### Passage provided:
◇ ◇ ◇ ◇ ◇
Focus on the Family, this morning, was a repeat from yesterday.  I was a little irritated at first.  I listen every day that I deliver the papers.  Of course, I can never listen to the whole thing.  I’m constantly getting in and out of the car.  Most days I listen to WCIC, the Christian contemporary radio station here in Peoria.  The songs get old sometimes but I like the overnight DJ.  He talks like no one is listening.  Its pretty entertaining.  Then at 5:00 they air Focus on the Family.

Today, was a repeat of yesterday, though.  I can only imagine that it was an honest mistake by the radio station.  It was the second half of an interview with Gary Thomas, the author of the book Sacred Marriage.  Like I said, I was a little irritated at first.  I’m always interested in what that day’s broadcast is going to be.  Today was supposed to be about dispelling common myths of parenting.  Great!  I can always use some parenting advice!  Can’t we all?!  Anyway, I decided to go ahead and listen instead of changing the station in search of something new.  I can always use marriage advice just as much as parenting advice.  (Sometimes I think I’m doing just fine, and Derick needs to improve our marriage.)  The theme of the broadcast was marriage being design to make us Holy like Christ, not happy.  What a novel concept!  I really believe this to be true, I just don’t think about it very often.  Nor do most people.  Most of us are out to find what makes us happy in everything, including relationships.
◇ ◇ ◇ ◇ ◇
Coordinate labeling data:
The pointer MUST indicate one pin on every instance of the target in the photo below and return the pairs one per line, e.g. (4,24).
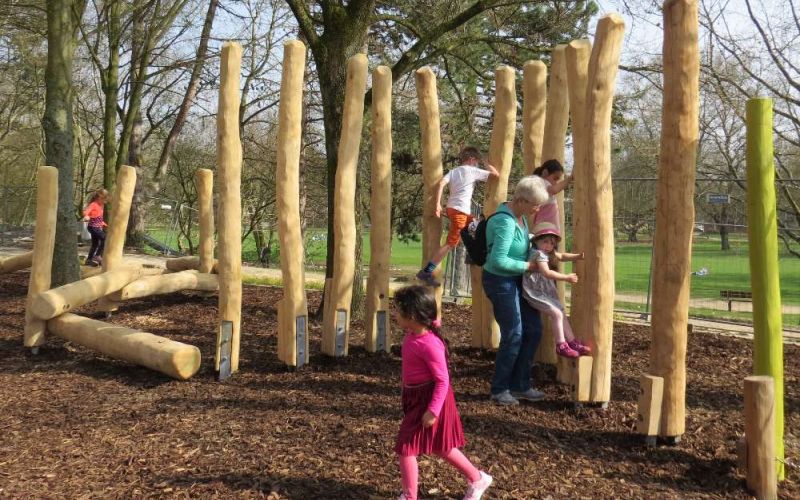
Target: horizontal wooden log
(168,283)
(16,262)
(59,300)
(169,357)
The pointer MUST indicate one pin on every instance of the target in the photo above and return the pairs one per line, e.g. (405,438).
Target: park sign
(718,199)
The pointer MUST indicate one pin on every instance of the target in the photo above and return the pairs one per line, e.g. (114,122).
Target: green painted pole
(762,229)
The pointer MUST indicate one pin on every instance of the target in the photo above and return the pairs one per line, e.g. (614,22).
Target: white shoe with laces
(479,487)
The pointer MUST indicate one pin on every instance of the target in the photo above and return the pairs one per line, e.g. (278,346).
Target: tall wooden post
(599,275)
(555,131)
(336,321)
(534,107)
(501,151)
(44,239)
(762,232)
(204,182)
(380,235)
(431,145)
(672,245)
(292,308)
(229,168)
(578,52)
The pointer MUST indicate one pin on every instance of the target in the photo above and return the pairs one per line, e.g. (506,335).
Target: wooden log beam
◇ ◇ ◇ ◇ ◇
### Work to be completed:
Reproduce the passage about the Focus on the Family broadcast word for word, starting at "Focus on the Family, this" and ending at "on the Family.".

### Response to the task:
Focus on the Family, this morning, was a repeat from yesterday.  I was a little irritated at first.  I listen every day that I deliver the papers.  Of course, I can never listen to the whole thing.  I’m constantly getting in and out of the car.  Most days I listen to WCIC, the Christian contemporary radio station here in Peoria.  The songs get old sometimes but I like the overnight DJ.  He talks like no one is listening.  Its pretty entertaining.  Then at 5:00 they air Focus on the Family.